━━━ EXERCISE INPUT
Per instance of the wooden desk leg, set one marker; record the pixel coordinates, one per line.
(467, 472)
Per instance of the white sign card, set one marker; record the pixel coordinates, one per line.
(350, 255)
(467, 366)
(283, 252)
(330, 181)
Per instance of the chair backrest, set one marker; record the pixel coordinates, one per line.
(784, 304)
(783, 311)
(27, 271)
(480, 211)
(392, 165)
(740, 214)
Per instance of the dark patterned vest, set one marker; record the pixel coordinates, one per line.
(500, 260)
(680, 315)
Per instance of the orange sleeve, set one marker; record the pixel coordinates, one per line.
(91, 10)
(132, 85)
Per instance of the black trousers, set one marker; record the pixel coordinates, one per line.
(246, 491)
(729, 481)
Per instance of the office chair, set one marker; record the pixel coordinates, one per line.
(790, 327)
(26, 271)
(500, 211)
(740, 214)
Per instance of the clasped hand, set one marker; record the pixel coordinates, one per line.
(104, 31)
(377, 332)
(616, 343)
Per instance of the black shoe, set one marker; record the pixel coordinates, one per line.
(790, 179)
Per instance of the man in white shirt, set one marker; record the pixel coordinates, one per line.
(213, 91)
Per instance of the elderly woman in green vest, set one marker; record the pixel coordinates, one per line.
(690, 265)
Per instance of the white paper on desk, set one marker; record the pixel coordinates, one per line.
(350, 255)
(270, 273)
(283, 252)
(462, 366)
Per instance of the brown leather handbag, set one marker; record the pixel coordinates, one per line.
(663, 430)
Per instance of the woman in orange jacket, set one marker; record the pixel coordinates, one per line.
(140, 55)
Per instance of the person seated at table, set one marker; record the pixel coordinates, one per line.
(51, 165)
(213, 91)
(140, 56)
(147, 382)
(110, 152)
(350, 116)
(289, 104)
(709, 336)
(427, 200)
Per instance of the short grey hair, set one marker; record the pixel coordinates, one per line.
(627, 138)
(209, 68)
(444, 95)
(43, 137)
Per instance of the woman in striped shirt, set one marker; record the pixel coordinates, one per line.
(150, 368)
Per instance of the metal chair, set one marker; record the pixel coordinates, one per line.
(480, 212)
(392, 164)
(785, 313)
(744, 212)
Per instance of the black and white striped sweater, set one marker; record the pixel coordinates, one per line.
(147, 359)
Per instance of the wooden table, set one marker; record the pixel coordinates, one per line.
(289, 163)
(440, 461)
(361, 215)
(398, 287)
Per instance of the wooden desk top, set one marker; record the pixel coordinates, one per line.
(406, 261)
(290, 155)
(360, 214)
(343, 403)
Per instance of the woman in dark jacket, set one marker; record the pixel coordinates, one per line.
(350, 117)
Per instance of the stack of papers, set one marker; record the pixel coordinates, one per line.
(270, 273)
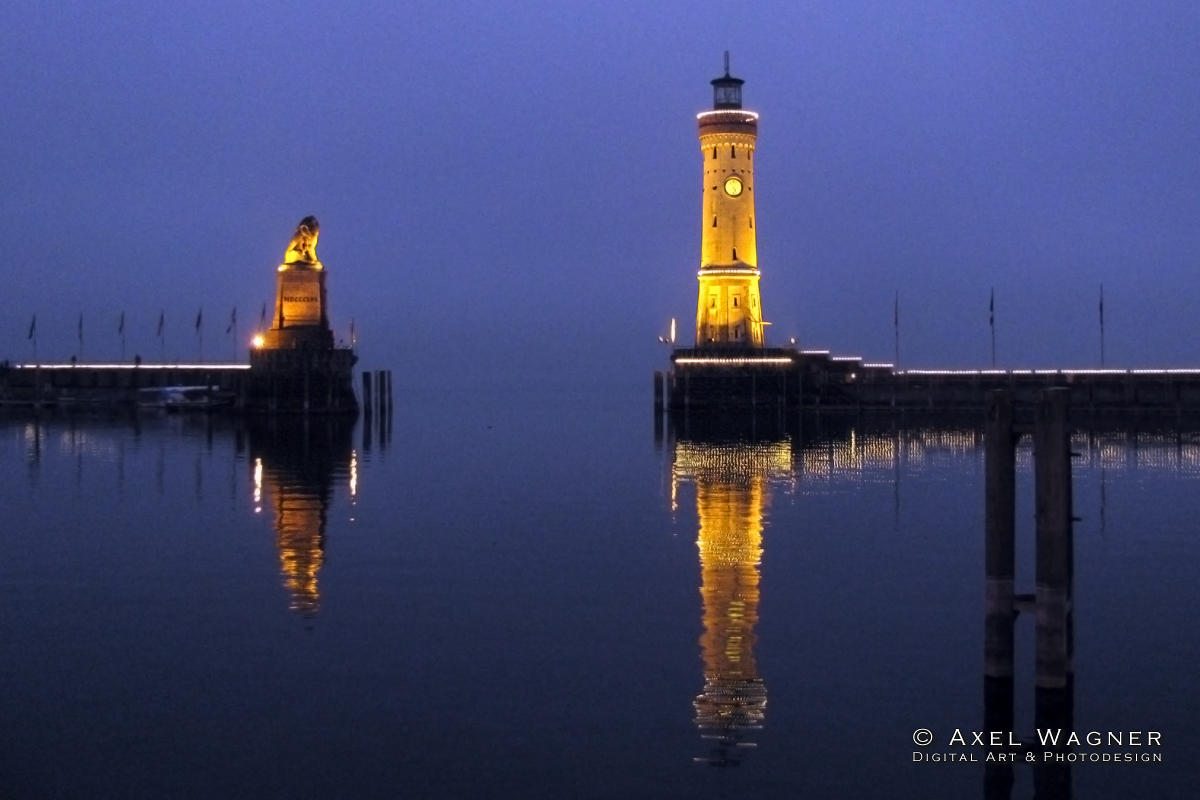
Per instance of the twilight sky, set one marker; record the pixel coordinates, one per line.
(516, 186)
━━━━━━
→ WORK REQUIRED
Transcribe all records verbatim and omit each image.

→ RESPONSE FOR THIS EXERCISE
Per instance of the wooden desk leg, set one marker; record the pixel coordinates, one per line.
(467, 472)
Per instance of the white sign card, set one marker; record the pixel coordinates, one per line.
(350, 255)
(467, 366)
(283, 252)
(330, 181)
Per instance of the chair backrest, set one marker; record the pixel coordinates, one per line.
(784, 304)
(783, 311)
(27, 271)
(480, 211)
(392, 165)
(740, 214)
Per instance of the dark patterned vest, set one marker; record the pixel coordinates, one per line.
(500, 260)
(680, 315)
Per instance of the orange sleeve, set one marker; record the pixel coordinates, one per line.
(91, 10)
(132, 85)
Per instance of the black trousers, set one marker; record the pixel coordinates, one per line.
(246, 491)
(729, 481)
Per instance of the office chair, set one marker; record the pixel coordinates, one per line.
(790, 327)
(26, 271)
(500, 211)
(740, 214)
Per instance of the clasped hand, set one marker; record the pixel coordinates, one per line.
(104, 31)
(377, 332)
(616, 343)
Per instance of the black shoe, set one marker; record the pixel coordinates, one per line.
(790, 179)
Per instance of the man in white shirt, set one marker; record the pixel coordinates, one per line.
(213, 91)
Per instance of the elderly woman in green vest, set one marker; record the pixel coordinates, one per line.
(690, 265)
Per instance of the white paper on desk, set one marker; record the pixel coordinates, one per line.
(350, 255)
(270, 273)
(283, 252)
(462, 366)
Per instance of the brown leather handbag, set one marker; record the pixel coordinates, one per line.
(663, 430)
Per instance of the woman in orange jacket, set one marker; record the pixel coordinates, one per line.
(140, 55)
Per instance of the person seated at table, set one marker; record the pixel coordinates, one per line.
(51, 165)
(213, 91)
(140, 56)
(147, 382)
(110, 152)
(350, 116)
(289, 104)
(709, 336)
(427, 200)
Per instance of the short grey hair, set one marker; record the pixel coordinates, one per line.
(627, 138)
(209, 68)
(444, 95)
(43, 137)
Per instance of the woman in striped shirt, set one marker; record the pixel coordinates, one per line.
(150, 368)
Per instance of the metal chair, set one marker; record the pixel coordinates, one per line.
(480, 212)
(392, 164)
(785, 313)
(744, 212)
Per instance of the black and white striped sweater, set one marker; record the pixel coordinates, one per line.
(147, 359)
Per instance of the wooden table, set one marker; record the pixel coordinates, one per line.
(289, 163)
(440, 461)
(361, 215)
(398, 287)
Per instance of the wooden desk top, set one marker; record the pixel coordinates, one per line.
(406, 261)
(290, 155)
(360, 214)
(343, 403)
Per instance of the woman in dark jacket, set one marker; record the pixel coordinates, one per line.
(350, 117)
Per instance of the stack of papers, set one marker; record the pixel coordinates, one per line.
(270, 273)
Per instance of the twilight sky, set one marker; record the pixel coordinates, one per line.
(516, 186)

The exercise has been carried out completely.